* To do:
(A) According to the article on Andalusian olive groves, how much oil did thieves take in Carcabuey?
(B) Reproduce the part of the article on Andalusian olive groves that opens with the words containing "Agricultural production decades" and closes with "Board of Andalusia.".
(C) Carry on the article about Andalusian olive groves from its last sentence.

* Source document:
Agricultural production decades ago was more diversified in this territory, with some cereals and vines. Over time, these crops were abandoned and the focus was on olive groves, which were more profitable. Until climate change, with Spain in the front line of fire, became evident. With a majority of dryland production – 60% of Spanish olive trees –, some farmers have even given up harvesting olives this year because they can’t make ends meet. This is the case of the mayor himself, with a small plot of family origin.

The economic impact of the fall of olive groves in Andalusia is significant. The olive campaign produced 3,567.15 million euros in 2021, while in 2022, already with the lack of rain and the decline in production on top, it dropped to 2,860 million euros, despite the rise of prices, according to data from the Board of Andalusia.

This exceptional situation, with little raw material at skyrocketing prices, has turned oil into a product much coveted by thieves. The Civil Guard has reinforced troops, will monitor with drones and will always demand the oil traceability certificate from the transporters – where the oil comes from and what is its destination – to try to avoid thefts like the one of a few weeks ago in Carcabuey, also in Córdoba. The thieves took 56,000 kilos of extra virgin oil, valued at half a million euros. In Espejo, the three cooperatives there – San Isidro, San Bartolomé and Virgen de la Oliva – and the City Council launched a surveillance service called “rural daycare” three years ago, which has helped reduce theft. “Since then, there have hardly been any incidents,” explains Floren Reyes, from the San Bartolomé cooperative. A farmer in the village remembers that about four years ago, before the pandemic, 3,500 kilos of olives were stolen from his plot in a single night. “The thieves were well informed, because that year my olives had a very high yield.” This campaign will be watched more than ever.

[Dataset entries]
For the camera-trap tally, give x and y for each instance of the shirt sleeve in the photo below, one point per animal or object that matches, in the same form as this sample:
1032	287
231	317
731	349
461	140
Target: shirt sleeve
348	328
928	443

* Answers below:
(A) 56,000 kilos of extra virgin oil, valued at half a million euros.

(B)
Agricultural production decades ago was more diversified in this territory, with some cereals and vines. Over time, these crops were abandoned and the focus was on olive groves, which were more profitable. Until climate change, with Spain in the front line of fire, became evident. With a majority of dryland production – 60% of Spanish olive trees –, some farmers have even given up harvesting olives this year because they can’t make ends meet. This is the case of the mayor himself, with a small plot of family origin.

The economic impact of the fall of olive groves in Andalusia is significant. The olive campaign produced 3,567.15 million euros in 2021, while in 2022, already with the lack of rain and the decline in production on top, it dropped to 2,860 million euros, despite the rise of prices, according to data from the Board of Andalusia.

(C)
Farmers are not just crossing their fingers waiting for rain and temperatures to return to normal – the olive tree needs a cold period to regenerate. They try to anticipate the evolution of the climate and optimize production with the introduction of new types of olive cultivation that are more profitable. Mara Notario, agricultural technician in San Isidro, highlights the increase in super-intensive olive groves, which is progressing in the province of Córdoba, “even in the dry season”. This technique makes better use of the land, with a higher density of trees per square meter. “In a normal year, the traditional olive grove has a cost of three euros per liter of oil produced, while in the super intensive the cost is reduced to 1.4 euros on average”, emphasizes Tomás García Azcárate, expert in agricultural policy of the CSIC. However, this cultivation involves a change of variety. “It works with the arbequina and the arboçana, smaller olive trees, fences instead of trees, which can be collected with the harvester, and the need for labor is reduced,” explains Notario. About 20% of the olive groves are already super-intensive and are increasing, which will profoundly modify the landscape. “It’s not an ornamental tree, it’s a crop”, they defend the sector. The deficit irrigation system and the promotion of regenerated water or water from a desalination plant is also seen as a possibility for the future.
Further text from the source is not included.